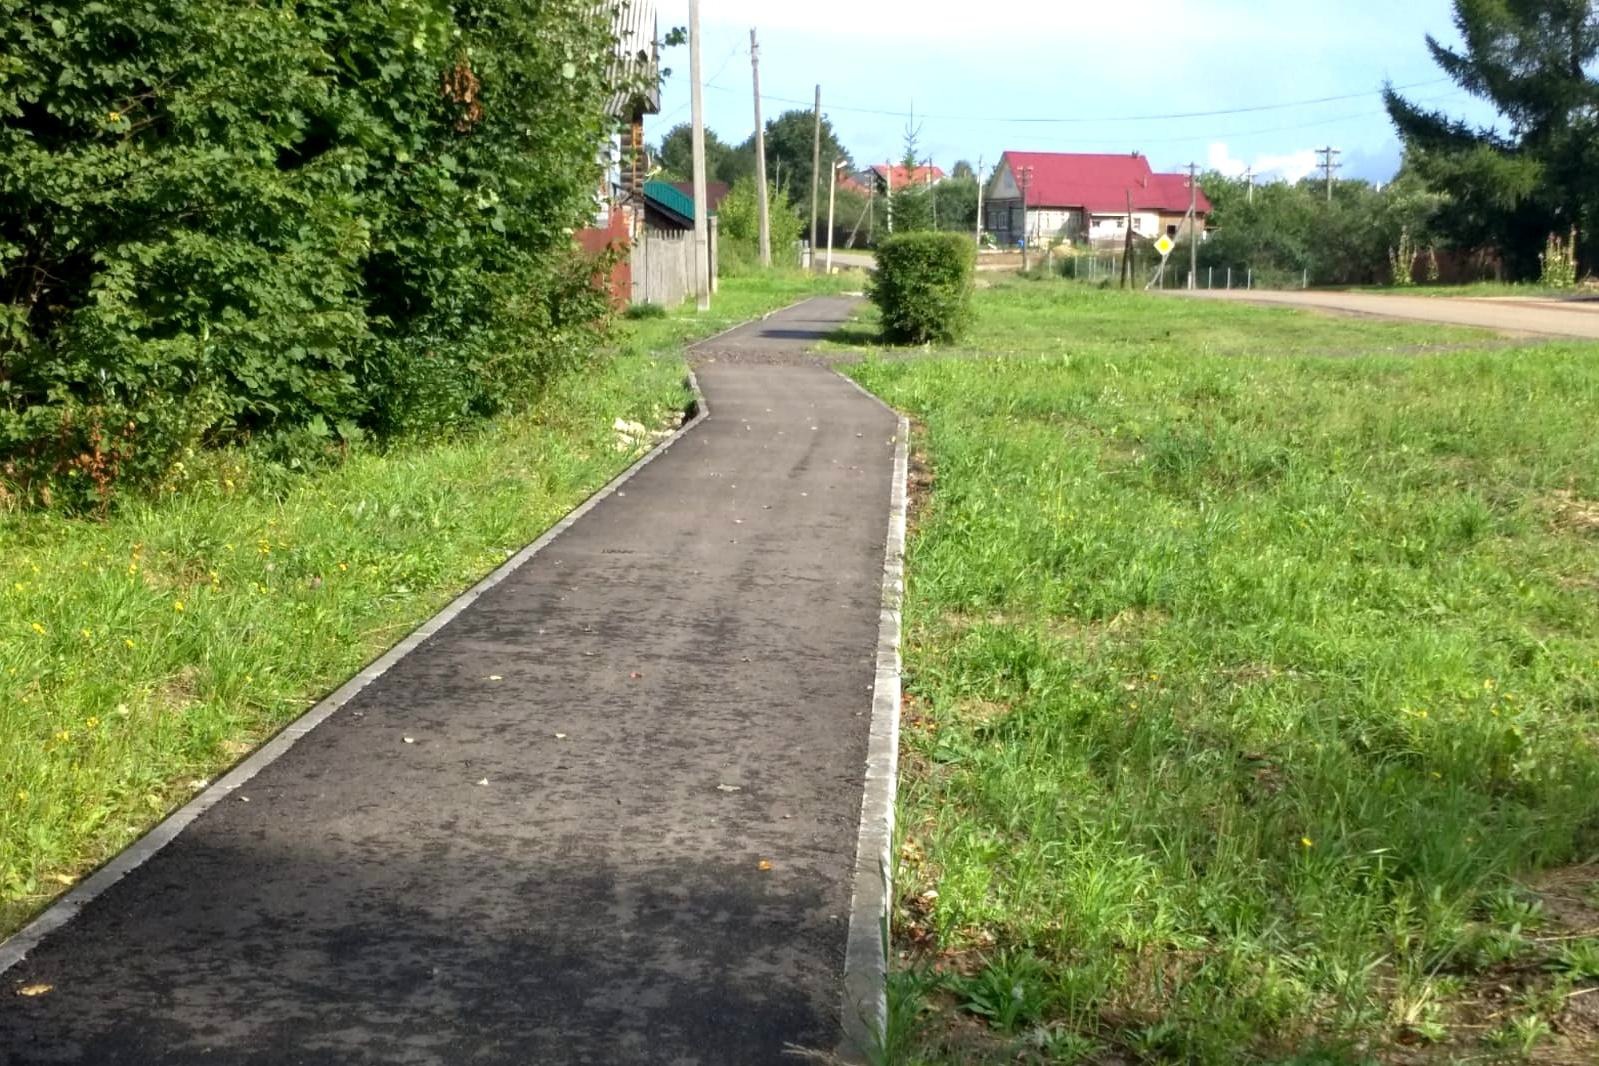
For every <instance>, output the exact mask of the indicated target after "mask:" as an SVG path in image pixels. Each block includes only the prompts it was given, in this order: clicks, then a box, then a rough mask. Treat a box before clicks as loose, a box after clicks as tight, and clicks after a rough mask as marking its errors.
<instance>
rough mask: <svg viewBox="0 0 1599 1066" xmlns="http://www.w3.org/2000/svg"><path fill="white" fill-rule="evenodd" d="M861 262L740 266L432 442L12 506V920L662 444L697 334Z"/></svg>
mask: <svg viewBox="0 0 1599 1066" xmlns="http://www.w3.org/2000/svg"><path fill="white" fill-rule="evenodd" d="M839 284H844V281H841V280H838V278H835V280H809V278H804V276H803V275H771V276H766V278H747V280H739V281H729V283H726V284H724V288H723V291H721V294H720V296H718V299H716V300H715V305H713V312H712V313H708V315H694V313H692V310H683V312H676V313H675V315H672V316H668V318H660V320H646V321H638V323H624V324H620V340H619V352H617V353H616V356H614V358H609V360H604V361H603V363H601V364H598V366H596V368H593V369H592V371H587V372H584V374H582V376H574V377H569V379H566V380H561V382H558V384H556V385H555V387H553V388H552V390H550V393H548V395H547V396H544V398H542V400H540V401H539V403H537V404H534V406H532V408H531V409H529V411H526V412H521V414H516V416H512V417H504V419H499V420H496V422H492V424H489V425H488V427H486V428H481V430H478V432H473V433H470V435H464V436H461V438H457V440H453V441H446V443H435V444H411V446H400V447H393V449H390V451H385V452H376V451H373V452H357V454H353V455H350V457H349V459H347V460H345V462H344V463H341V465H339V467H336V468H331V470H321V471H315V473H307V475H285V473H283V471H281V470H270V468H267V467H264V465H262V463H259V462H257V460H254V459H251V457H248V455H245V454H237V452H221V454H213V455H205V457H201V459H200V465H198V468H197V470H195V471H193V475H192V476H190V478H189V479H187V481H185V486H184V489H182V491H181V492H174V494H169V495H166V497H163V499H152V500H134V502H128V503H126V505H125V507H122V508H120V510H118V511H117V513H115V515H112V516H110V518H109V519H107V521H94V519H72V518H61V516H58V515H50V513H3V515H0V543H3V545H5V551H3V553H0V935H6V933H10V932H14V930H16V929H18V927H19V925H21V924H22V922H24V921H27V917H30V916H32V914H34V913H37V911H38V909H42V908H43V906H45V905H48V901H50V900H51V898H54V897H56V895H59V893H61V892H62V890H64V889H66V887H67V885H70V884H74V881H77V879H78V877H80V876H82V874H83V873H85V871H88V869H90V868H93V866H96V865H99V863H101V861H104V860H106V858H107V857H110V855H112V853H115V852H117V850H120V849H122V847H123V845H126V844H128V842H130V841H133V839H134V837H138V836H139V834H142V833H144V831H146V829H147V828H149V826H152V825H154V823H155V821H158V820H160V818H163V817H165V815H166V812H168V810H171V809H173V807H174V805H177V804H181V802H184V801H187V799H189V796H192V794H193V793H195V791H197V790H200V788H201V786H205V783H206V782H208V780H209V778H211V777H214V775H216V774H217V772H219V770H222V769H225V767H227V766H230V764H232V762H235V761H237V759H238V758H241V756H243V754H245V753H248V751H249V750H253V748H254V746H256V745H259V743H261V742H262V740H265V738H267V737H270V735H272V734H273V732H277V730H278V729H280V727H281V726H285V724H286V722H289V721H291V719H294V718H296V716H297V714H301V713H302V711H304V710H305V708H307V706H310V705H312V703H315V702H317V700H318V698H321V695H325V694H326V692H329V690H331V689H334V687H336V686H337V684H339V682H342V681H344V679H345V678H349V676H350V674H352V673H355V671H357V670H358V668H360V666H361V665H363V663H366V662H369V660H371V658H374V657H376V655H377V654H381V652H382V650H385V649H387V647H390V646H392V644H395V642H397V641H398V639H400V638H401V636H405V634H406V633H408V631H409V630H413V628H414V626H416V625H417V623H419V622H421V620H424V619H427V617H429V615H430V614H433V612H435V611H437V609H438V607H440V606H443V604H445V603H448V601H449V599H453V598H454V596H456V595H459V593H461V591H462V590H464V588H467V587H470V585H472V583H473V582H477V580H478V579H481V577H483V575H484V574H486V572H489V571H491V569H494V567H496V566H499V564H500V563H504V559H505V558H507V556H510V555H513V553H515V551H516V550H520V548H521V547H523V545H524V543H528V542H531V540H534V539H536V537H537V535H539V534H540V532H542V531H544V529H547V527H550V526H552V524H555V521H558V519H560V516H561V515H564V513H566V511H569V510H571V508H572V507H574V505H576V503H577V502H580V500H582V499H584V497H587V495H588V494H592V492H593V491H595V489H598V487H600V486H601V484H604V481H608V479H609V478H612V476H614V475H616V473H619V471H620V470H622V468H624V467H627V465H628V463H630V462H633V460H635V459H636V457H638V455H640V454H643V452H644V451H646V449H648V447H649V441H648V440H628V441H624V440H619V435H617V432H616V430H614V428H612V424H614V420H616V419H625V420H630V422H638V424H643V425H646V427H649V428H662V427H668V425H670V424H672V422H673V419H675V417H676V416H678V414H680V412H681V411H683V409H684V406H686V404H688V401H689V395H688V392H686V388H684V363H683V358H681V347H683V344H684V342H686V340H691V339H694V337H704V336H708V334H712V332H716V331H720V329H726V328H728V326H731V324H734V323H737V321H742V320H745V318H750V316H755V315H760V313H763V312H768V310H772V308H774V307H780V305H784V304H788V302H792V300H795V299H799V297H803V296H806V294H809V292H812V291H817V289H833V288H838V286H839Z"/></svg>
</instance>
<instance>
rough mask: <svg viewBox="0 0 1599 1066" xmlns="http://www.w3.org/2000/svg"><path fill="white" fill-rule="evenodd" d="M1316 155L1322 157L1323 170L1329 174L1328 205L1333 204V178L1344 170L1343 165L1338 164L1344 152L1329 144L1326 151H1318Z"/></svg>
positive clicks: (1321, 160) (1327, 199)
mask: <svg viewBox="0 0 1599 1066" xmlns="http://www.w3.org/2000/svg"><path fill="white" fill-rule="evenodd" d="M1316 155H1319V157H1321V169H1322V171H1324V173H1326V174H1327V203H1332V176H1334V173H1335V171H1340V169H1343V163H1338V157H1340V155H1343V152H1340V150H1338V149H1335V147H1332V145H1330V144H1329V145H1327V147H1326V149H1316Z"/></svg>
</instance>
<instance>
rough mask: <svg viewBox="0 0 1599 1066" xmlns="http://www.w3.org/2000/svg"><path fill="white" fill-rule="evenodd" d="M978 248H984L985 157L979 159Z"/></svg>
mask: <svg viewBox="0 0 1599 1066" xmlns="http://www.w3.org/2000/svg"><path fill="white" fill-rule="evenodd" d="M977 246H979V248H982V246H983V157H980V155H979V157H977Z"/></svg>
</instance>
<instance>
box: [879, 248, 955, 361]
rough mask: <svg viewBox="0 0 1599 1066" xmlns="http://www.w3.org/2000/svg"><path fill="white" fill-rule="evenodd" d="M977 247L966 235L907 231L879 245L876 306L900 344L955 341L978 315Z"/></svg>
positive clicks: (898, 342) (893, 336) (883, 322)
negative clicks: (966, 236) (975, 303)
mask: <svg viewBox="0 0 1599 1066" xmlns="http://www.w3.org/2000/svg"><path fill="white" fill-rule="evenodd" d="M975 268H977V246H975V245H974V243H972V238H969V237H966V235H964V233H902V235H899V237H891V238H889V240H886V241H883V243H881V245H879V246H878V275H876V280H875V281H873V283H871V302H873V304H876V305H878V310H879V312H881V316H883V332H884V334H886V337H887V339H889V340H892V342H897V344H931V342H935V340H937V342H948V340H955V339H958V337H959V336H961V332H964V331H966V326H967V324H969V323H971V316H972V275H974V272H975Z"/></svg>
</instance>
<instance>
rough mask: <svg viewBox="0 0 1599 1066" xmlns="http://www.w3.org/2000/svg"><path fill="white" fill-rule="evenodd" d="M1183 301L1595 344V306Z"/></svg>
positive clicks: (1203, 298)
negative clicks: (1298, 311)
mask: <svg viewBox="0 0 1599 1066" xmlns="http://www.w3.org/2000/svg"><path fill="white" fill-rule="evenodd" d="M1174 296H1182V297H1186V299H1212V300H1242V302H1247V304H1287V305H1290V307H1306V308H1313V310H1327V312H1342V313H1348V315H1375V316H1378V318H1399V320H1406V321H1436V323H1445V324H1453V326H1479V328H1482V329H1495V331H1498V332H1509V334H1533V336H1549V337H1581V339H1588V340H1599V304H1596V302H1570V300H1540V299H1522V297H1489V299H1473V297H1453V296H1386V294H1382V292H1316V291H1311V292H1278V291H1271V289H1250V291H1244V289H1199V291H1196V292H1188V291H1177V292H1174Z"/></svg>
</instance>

..............................

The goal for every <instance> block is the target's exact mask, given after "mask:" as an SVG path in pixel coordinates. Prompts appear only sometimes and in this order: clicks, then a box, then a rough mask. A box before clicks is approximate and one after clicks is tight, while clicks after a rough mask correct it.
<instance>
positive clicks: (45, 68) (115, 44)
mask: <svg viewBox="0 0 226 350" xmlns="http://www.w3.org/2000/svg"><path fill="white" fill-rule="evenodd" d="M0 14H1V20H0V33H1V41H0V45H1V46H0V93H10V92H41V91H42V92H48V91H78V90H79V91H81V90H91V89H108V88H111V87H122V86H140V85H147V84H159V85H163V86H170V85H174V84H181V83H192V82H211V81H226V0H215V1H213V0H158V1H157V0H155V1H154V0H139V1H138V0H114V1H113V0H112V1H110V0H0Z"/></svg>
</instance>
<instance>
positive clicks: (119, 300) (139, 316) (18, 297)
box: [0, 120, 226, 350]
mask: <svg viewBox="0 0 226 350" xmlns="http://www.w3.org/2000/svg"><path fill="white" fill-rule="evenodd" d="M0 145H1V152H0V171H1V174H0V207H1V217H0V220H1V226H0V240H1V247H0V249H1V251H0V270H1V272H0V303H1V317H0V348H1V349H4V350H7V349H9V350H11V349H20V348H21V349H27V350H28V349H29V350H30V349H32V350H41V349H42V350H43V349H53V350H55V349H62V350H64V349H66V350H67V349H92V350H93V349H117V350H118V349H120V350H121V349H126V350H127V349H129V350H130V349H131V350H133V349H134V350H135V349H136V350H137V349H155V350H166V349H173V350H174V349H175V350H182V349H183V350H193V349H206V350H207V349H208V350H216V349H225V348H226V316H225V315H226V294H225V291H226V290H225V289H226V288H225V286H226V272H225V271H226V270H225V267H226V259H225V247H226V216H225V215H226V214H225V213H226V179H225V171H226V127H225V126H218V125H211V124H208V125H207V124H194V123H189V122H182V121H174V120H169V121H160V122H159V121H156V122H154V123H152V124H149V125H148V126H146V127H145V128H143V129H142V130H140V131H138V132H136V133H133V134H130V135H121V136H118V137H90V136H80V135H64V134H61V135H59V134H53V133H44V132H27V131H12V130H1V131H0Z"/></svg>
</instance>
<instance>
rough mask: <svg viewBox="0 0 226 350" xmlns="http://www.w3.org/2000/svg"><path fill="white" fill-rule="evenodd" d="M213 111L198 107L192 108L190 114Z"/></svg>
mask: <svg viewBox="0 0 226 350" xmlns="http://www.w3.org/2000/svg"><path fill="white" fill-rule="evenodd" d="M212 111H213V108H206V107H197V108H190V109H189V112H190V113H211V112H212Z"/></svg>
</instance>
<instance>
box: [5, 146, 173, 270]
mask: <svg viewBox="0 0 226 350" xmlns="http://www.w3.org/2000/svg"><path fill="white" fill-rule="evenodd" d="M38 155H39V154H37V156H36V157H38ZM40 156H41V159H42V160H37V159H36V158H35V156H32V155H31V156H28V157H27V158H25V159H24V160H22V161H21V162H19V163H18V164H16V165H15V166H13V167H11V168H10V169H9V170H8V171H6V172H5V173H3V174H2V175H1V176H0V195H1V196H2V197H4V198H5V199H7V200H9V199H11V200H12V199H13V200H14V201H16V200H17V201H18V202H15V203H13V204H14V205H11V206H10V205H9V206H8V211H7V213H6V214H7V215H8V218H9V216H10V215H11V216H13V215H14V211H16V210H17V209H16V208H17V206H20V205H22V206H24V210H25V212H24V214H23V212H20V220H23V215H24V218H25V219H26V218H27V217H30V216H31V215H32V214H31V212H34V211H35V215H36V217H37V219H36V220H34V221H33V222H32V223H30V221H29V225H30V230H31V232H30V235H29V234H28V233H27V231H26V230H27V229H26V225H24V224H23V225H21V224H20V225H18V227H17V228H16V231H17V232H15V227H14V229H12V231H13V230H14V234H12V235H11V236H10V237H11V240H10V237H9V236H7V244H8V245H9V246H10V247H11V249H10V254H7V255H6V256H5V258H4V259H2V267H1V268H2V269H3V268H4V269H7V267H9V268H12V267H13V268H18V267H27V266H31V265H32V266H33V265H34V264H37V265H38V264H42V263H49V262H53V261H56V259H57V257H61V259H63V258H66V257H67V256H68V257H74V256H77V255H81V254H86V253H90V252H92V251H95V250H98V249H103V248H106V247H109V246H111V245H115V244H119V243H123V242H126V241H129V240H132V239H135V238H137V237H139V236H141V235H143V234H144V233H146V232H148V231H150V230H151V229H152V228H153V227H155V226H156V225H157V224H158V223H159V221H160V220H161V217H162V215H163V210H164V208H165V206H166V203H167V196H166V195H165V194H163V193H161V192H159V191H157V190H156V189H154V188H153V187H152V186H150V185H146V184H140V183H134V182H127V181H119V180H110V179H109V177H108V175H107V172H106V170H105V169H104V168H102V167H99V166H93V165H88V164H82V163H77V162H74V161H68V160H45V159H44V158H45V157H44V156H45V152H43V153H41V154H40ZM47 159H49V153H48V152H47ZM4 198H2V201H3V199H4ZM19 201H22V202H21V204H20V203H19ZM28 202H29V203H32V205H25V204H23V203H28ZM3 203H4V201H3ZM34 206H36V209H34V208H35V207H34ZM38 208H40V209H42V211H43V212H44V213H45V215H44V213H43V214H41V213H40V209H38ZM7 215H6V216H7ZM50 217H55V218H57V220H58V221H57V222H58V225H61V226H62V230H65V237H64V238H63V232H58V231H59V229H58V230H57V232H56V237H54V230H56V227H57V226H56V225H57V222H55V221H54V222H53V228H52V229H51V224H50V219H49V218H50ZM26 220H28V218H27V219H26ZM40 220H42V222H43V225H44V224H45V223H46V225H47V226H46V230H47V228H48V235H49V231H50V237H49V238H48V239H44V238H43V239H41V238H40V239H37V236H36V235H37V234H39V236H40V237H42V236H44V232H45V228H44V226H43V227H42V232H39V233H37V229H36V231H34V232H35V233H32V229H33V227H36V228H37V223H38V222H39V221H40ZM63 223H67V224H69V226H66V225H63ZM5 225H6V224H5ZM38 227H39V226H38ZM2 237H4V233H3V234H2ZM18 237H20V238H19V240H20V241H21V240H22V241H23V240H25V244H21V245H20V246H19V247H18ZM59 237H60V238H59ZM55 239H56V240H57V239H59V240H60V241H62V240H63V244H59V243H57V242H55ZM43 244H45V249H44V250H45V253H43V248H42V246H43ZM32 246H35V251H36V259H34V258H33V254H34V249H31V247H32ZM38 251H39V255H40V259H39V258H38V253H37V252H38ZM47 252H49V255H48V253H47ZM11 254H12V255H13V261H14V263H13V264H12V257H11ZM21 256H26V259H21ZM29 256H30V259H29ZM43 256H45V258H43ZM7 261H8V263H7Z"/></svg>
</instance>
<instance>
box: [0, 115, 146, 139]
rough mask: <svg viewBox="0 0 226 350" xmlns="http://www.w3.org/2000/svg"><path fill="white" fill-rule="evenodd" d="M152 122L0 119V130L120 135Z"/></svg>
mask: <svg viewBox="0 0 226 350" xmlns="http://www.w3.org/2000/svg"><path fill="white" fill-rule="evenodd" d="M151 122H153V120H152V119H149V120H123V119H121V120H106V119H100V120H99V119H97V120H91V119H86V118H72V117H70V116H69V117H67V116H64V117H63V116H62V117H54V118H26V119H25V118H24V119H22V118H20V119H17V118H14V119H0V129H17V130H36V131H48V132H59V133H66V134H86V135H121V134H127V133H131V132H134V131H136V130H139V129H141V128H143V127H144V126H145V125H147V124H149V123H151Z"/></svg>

..............................

TASK BRIEF: All that should be written out is the stretch of lines above between the one holding "The goal for" and the one holding "positive clicks: (119, 300)", inclusive, exactly as given.

TASK OUTPUT:
The goal for every <instance> block is the target's exact mask, given after "mask:" as an SVG path in pixel coordinates. Prompts appear only sometimes and in this order: clicks, then a box, then a rough mask. A box before clicks is approximate and one after clicks is tight, while clicks after a rough mask correct it.
<instance>
positive clicks: (45, 68) (115, 44)
mask: <svg viewBox="0 0 226 350" xmlns="http://www.w3.org/2000/svg"><path fill="white" fill-rule="evenodd" d="M0 14H1V20H0V33H1V41H0V45H1V46H0V93H10V92H41V91H42V92H48V91H78V90H79V91H81V90H91V89H108V88H111V87H122V86H140V85H147V84H159V85H163V86H170V85H174V84H181V83H192V82H211V81H226V0H215V1H213V0H158V1H157V0H155V1H154V0H139V1H138V0H114V1H113V0H112V1H110V0H0Z"/></svg>
</instance>
<instance>
positive clicks: (119, 300) (139, 316) (18, 297)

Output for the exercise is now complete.